**STATED PROBLEM**
Rewrite the records below from the line that contains "Could you point out the black shoe" through the end of the records, switching "single pixel" to "single point" and leaving everything else unchanged.

# START OF MATERIAL PROVIDED

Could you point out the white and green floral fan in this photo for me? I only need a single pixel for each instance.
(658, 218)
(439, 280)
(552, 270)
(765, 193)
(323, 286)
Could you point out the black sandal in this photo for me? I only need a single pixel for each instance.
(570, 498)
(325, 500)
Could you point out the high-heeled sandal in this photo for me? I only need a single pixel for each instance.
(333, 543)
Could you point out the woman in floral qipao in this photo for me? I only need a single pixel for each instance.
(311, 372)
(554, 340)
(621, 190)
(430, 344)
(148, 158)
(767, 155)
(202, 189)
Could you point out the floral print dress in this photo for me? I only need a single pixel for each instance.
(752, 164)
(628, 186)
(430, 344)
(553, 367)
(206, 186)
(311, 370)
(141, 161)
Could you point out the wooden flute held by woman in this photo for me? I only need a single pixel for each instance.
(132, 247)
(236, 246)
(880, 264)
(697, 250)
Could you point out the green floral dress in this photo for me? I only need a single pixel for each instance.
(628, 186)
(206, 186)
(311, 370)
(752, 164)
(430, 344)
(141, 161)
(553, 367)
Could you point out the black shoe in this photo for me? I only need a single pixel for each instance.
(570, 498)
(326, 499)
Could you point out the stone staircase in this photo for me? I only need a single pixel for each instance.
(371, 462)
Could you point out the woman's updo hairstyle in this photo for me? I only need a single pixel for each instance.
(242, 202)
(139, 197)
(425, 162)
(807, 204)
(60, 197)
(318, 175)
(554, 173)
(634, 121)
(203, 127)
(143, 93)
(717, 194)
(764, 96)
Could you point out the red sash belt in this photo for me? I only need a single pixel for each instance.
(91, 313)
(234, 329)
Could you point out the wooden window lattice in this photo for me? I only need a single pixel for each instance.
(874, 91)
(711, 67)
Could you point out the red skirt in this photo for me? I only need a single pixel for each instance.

# END OF MATERIAL PROVIDED

**THE ANSWER**
Could you point out the black shoe in this photo for me? I only need a single point for each instance.
(570, 498)
(326, 499)
Could you point out the stone staircase in this photo for me? I only need a single point for each instance.
(371, 462)
Could you point out the woman's updo hairstyle in this photo for me? I only need a single point for each instance.
(242, 202)
(139, 197)
(425, 162)
(807, 204)
(60, 197)
(318, 175)
(554, 173)
(634, 121)
(203, 127)
(143, 93)
(717, 194)
(764, 96)
Could you point out the red sash belt in this photo for me? I only need a single point for each instance.
(91, 313)
(234, 329)
Could you point out the wooden window lattice in this photo for me? I only need a single point for each instance.
(874, 91)
(711, 67)
Could you point out the red skirt in this photo for me? I only need a single point for each instance.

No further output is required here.